**EXERCISE GOAL**
For the listing below, output exactly the lines from the line with "For the photo above, indicate every instance of the dog's mouth" up to and including the line with "column 272, row 63", and no other lines.
--------
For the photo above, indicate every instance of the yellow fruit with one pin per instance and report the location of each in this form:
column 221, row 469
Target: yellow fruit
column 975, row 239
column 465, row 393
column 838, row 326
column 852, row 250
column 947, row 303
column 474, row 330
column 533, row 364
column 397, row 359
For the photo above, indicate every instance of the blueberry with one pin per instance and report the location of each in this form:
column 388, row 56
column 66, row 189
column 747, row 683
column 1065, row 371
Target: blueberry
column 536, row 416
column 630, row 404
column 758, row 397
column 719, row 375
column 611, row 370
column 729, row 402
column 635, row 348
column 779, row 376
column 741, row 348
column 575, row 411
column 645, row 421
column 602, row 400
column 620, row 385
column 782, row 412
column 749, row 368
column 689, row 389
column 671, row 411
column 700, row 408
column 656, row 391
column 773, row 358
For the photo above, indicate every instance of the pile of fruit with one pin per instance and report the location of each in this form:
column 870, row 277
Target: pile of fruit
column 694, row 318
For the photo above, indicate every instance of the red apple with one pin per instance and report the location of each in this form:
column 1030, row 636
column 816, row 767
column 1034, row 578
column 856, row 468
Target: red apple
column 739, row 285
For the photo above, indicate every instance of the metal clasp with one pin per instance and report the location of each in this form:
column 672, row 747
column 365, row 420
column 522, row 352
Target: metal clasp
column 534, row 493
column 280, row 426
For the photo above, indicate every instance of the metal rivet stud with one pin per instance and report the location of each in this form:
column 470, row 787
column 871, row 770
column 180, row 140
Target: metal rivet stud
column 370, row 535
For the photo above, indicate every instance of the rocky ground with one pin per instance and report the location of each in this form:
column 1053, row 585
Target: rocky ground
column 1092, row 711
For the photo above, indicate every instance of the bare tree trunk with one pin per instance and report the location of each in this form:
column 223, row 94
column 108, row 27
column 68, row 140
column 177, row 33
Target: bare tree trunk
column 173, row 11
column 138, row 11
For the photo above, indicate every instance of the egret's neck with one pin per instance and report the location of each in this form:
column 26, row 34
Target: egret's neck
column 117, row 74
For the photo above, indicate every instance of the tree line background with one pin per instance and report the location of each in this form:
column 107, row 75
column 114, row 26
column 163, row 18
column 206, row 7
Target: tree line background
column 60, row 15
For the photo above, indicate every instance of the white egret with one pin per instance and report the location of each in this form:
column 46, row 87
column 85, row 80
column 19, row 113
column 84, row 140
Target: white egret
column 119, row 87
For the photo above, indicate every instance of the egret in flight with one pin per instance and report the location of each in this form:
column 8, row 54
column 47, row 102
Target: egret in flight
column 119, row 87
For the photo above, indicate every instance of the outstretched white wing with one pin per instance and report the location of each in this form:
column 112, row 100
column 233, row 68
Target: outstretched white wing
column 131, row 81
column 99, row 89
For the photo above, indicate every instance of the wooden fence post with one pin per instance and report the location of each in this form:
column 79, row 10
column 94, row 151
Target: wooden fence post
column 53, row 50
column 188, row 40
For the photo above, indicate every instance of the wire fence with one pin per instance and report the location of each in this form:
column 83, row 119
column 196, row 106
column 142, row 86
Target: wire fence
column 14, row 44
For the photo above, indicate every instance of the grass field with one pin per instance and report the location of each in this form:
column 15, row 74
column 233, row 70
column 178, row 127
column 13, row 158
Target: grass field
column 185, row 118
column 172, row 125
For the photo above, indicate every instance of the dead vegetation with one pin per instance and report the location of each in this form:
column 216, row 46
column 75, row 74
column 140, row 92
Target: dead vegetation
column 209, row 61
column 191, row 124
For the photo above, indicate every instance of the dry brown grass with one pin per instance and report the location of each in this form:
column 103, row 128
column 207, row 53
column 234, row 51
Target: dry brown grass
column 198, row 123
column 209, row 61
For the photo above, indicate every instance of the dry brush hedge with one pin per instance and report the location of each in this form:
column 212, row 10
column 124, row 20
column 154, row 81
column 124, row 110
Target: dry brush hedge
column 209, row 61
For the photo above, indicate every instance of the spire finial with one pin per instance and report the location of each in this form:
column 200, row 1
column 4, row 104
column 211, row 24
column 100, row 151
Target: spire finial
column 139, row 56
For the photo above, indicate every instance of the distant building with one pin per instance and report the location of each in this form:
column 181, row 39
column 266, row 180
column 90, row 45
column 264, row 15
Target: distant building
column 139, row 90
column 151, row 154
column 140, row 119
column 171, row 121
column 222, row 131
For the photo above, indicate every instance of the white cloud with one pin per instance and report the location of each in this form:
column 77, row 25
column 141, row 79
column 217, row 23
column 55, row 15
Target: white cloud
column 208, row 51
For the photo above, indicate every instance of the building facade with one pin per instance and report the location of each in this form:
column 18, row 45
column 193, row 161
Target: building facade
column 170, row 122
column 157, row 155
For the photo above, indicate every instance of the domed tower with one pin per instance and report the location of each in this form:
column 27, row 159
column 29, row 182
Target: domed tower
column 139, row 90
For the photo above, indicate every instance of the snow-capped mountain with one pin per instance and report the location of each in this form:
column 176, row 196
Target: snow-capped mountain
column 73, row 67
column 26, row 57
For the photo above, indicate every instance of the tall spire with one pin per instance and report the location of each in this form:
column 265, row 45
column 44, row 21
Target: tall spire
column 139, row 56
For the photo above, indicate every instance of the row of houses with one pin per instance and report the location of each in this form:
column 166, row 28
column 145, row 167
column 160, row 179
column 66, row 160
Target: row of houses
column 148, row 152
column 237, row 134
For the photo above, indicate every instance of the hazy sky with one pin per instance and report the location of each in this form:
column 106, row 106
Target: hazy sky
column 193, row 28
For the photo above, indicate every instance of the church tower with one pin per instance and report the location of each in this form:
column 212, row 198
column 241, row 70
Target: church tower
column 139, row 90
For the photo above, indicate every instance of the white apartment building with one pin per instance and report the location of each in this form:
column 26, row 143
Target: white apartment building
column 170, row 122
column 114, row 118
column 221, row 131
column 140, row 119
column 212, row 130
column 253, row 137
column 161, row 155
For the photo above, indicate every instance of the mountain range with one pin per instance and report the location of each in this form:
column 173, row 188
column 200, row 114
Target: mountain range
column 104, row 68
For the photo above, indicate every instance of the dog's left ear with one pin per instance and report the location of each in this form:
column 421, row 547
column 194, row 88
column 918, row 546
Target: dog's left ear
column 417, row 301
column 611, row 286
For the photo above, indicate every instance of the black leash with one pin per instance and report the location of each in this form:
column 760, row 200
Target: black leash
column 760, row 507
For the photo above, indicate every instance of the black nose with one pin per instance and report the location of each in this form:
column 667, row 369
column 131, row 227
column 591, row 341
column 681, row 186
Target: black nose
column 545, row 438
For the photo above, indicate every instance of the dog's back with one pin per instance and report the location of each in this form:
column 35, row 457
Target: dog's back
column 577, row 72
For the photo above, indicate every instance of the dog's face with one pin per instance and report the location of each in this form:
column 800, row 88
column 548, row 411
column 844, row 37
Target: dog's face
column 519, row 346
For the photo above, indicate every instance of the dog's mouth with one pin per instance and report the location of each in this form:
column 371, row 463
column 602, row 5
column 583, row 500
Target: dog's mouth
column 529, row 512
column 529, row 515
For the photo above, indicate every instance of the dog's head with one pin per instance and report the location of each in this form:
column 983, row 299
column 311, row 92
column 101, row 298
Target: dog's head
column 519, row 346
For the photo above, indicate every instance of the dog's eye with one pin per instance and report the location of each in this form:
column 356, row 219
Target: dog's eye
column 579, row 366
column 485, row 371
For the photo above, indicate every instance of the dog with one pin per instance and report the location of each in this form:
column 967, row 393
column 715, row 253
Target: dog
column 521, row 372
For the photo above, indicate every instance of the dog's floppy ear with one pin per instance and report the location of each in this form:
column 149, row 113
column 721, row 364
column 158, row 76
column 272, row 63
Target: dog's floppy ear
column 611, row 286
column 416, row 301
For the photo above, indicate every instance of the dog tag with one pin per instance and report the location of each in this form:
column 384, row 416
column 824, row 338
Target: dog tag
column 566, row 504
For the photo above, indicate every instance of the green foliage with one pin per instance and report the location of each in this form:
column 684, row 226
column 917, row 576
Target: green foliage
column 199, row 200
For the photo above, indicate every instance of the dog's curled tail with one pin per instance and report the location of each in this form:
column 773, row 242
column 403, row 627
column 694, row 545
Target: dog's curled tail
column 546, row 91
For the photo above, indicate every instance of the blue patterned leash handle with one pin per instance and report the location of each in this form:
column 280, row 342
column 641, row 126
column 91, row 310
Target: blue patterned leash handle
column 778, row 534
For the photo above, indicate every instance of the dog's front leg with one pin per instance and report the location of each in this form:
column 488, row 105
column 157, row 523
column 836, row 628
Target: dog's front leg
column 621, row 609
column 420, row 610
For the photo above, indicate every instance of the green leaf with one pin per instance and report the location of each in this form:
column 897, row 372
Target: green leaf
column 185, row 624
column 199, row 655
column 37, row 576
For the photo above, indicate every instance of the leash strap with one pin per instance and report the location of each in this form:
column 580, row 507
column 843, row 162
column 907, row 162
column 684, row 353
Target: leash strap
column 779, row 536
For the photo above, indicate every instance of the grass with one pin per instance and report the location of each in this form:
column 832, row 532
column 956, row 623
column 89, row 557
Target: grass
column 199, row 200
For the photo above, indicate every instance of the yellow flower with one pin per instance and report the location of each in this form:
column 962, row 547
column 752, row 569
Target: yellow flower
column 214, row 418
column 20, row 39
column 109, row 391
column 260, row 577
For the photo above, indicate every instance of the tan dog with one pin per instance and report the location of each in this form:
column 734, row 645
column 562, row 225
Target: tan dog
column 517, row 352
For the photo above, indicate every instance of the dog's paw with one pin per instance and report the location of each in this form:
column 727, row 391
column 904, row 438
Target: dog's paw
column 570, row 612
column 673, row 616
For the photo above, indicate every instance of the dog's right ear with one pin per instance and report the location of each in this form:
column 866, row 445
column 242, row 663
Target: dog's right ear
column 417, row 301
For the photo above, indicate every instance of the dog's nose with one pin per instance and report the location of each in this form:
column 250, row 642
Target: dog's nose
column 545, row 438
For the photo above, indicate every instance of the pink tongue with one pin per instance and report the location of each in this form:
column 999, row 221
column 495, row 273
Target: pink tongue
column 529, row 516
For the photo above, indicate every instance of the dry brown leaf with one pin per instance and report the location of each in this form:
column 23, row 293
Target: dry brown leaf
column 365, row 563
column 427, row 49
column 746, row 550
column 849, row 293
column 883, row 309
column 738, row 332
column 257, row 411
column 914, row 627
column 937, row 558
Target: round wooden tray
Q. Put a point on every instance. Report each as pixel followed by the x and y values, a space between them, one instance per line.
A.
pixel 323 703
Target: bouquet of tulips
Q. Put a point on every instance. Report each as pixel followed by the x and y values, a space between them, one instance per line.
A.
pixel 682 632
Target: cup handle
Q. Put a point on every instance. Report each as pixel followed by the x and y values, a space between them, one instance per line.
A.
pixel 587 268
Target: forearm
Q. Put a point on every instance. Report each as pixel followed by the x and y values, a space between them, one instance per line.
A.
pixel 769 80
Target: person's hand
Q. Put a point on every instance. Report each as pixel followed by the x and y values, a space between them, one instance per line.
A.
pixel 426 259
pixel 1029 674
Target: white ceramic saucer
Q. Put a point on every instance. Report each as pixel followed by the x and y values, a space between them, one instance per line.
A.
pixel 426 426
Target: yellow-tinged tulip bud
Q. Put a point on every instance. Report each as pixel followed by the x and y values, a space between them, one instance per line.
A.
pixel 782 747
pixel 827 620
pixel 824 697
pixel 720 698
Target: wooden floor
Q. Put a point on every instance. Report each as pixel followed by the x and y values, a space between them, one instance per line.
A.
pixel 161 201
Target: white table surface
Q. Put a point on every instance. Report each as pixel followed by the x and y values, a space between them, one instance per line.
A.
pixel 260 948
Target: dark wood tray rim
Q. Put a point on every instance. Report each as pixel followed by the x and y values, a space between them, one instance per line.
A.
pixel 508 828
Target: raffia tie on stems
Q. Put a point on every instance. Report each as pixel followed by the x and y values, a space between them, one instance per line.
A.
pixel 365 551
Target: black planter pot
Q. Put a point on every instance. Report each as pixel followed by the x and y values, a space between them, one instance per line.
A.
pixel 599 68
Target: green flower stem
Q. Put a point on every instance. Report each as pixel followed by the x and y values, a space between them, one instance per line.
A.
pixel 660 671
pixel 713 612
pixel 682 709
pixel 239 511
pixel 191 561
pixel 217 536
--------
**ANSWER TO THIS TASK**
For the photo above, indicate every instance of the dog's mouth with one pin per instance and report the location of each in this form:
column 371, row 463
column 602, row 5
column 583, row 500
Target: dog's mouth
column 529, row 512
column 529, row 515
For the photo above, indicate every instance of the dog's head with one pin per instance and report the location of each in this form:
column 983, row 299
column 311, row 92
column 101, row 298
Target: dog's head
column 519, row 346
For the photo above, indicate every instance of the dog's eye with one pin per instance and report the location of each in this form:
column 356, row 219
Target: dog's eye
column 579, row 366
column 485, row 371
For the photo above, indicate every instance of the dog with one pin per instance and report the location of each in this form:
column 967, row 393
column 715, row 253
Target: dog
column 521, row 372
For the photo above, indicate every instance of the dog's floppy ear with one pin per instance and report the location of each in this form:
column 149, row 113
column 721, row 364
column 158, row 76
column 272, row 63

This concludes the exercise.